#### Exercise:
Word for word, the listing below should be printed again.

#### Records:

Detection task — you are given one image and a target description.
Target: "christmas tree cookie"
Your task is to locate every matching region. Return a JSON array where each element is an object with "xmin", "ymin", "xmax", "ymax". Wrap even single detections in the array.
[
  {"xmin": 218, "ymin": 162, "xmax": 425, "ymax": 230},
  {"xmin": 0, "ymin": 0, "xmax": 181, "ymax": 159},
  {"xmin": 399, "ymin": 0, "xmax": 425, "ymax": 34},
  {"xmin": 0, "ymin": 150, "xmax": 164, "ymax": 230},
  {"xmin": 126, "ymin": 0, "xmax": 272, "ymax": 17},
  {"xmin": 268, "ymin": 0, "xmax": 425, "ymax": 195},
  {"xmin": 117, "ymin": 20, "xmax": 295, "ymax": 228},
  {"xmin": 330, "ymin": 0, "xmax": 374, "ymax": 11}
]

#### Solution for this exercise:
Detection task — you are given one image and a target description.
Target: "christmas tree cookie"
Your task is to locate every matching region. Return a JSON array where each element is an object with "xmin", "ymin", "xmax", "ymax". Wrap even single detections in the array.
[
  {"xmin": 218, "ymin": 162, "xmax": 425, "ymax": 230},
  {"xmin": 0, "ymin": 0, "xmax": 181, "ymax": 159},
  {"xmin": 399, "ymin": 0, "xmax": 425, "ymax": 34},
  {"xmin": 0, "ymin": 150, "xmax": 164, "ymax": 230},
  {"xmin": 126, "ymin": 0, "xmax": 272, "ymax": 17},
  {"xmin": 268, "ymin": 0, "xmax": 425, "ymax": 195},
  {"xmin": 117, "ymin": 20, "xmax": 295, "ymax": 228},
  {"xmin": 330, "ymin": 0, "xmax": 374, "ymax": 11}
]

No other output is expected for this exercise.